To do:
Pick out every line in the data below that contains the string "pants" and copy each one. Letter case counts.

Coordinate annotation records:
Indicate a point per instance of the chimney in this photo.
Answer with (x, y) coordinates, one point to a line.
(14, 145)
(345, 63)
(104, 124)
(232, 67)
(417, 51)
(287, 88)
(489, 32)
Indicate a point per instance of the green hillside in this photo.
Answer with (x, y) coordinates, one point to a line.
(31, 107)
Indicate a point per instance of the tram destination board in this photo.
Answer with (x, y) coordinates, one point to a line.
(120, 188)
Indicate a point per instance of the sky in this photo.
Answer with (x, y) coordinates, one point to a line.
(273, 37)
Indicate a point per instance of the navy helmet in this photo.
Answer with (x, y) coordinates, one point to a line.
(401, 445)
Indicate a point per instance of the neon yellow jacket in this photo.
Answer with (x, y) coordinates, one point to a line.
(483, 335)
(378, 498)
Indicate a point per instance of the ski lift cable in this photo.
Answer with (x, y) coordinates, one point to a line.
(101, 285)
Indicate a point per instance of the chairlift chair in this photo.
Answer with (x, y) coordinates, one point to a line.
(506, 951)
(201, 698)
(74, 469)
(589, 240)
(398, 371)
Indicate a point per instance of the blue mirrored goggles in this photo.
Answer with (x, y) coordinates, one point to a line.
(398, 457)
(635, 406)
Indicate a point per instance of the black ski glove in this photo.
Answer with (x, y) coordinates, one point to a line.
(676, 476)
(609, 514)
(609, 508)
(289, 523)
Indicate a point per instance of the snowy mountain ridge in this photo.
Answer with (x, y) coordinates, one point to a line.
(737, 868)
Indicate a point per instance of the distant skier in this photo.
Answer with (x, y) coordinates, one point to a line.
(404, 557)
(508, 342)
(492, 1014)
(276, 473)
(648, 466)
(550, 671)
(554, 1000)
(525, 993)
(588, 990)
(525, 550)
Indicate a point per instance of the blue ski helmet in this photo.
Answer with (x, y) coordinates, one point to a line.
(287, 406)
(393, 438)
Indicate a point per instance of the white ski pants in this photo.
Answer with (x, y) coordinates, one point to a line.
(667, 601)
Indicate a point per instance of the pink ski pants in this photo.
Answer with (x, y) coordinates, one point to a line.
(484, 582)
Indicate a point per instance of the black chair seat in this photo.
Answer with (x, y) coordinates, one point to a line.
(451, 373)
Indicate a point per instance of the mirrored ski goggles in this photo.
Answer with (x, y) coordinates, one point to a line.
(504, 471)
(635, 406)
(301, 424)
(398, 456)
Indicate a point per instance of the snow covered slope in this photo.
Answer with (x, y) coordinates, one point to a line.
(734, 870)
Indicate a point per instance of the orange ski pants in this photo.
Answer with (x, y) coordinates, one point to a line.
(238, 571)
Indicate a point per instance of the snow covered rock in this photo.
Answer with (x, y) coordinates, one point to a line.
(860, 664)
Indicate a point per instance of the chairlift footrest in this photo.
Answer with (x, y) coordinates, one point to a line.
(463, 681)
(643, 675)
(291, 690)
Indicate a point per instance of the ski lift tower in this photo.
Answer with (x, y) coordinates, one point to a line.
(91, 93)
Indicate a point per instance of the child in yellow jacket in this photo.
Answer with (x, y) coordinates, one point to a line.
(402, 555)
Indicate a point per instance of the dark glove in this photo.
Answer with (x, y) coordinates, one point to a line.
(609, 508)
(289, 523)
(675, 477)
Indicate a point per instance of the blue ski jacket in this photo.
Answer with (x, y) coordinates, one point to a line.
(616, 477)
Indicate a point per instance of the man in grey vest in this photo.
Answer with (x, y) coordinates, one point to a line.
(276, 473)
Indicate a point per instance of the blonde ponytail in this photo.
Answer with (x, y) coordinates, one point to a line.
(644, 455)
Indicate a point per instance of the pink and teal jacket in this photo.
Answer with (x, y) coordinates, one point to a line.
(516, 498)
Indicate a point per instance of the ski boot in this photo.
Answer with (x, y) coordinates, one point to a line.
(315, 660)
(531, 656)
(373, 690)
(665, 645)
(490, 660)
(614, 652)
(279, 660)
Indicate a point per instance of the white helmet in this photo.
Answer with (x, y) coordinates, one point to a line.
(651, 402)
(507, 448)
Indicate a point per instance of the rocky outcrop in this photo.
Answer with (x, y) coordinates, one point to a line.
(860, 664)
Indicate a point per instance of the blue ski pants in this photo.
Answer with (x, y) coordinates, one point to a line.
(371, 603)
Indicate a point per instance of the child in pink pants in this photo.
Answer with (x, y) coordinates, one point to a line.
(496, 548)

--

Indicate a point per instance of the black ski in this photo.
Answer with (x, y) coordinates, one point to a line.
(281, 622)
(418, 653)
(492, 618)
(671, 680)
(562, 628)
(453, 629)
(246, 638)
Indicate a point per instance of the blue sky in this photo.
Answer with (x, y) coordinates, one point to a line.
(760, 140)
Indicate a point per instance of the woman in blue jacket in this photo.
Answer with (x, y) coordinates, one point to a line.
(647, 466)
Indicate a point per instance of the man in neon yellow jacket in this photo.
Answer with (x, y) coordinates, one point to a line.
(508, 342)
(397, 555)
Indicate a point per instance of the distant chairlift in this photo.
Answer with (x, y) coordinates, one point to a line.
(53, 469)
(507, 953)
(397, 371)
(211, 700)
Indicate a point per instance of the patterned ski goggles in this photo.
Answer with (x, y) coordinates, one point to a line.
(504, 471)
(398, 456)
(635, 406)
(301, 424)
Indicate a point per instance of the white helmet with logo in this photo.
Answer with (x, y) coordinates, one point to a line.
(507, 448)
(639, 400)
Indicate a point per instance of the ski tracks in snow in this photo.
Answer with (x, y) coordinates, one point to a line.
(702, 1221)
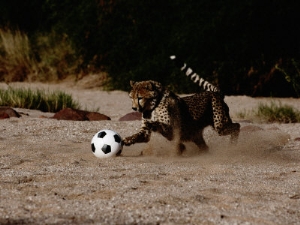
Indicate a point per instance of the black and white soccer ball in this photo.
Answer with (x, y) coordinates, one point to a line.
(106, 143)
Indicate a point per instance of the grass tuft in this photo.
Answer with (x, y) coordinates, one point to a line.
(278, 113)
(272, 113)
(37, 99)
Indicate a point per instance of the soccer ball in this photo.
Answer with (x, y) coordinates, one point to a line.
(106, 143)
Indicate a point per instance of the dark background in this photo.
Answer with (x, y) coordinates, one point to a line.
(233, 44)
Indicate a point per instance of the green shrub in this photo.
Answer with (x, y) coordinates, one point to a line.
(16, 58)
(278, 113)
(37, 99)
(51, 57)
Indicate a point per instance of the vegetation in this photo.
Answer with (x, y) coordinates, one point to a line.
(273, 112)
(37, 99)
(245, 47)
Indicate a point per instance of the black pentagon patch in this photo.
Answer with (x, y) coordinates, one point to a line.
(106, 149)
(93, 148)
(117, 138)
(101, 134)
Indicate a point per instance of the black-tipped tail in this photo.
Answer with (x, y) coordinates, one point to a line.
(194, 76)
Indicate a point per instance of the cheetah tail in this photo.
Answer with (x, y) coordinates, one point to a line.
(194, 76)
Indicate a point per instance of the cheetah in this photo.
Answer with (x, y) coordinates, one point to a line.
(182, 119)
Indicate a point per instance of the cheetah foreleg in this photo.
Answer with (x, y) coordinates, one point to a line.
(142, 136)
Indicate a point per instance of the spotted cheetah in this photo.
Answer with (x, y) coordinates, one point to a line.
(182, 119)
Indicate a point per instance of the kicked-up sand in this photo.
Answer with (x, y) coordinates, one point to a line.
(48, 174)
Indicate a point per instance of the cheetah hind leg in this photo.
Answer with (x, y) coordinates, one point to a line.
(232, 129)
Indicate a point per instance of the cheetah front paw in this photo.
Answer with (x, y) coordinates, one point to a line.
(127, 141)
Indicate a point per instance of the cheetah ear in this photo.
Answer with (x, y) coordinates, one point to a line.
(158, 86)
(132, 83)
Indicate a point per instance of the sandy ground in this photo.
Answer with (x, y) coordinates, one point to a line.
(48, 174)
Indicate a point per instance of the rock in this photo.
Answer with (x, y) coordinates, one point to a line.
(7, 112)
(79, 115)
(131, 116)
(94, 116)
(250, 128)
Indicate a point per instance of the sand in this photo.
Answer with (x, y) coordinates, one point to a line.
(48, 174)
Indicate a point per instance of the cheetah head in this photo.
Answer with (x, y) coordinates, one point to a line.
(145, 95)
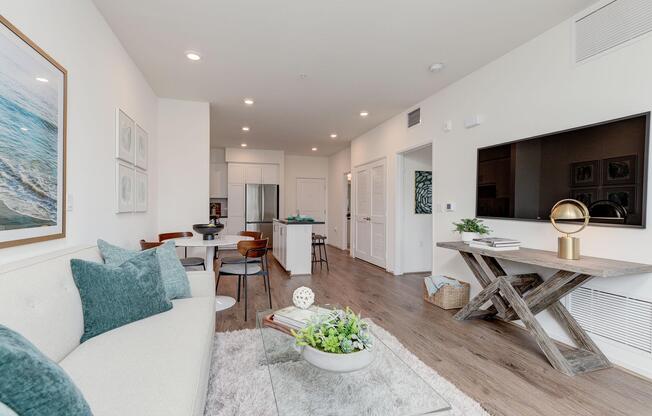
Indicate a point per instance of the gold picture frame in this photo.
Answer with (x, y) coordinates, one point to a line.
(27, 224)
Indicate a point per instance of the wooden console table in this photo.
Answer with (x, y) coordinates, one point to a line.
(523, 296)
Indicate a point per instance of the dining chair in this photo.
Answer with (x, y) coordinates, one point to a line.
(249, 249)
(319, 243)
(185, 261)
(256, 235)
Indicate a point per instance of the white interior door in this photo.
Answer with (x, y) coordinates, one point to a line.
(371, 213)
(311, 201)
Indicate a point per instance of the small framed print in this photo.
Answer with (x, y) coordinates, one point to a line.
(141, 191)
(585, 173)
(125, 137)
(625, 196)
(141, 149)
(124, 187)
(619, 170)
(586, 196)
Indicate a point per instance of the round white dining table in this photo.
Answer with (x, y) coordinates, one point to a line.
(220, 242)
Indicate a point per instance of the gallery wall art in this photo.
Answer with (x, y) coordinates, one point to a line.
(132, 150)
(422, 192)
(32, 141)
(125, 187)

Answer to this task:
Indicate a point per instance of the white ski pants in this photo.
Indicate a point per instance of the pink ski pants in this photo.
Indicate a point per instance of the orange ski pants in this photo.
Indicate a point per instance of the blue ski pants in this photo.
Indicate a point per instance of the child in pink pants in this photo.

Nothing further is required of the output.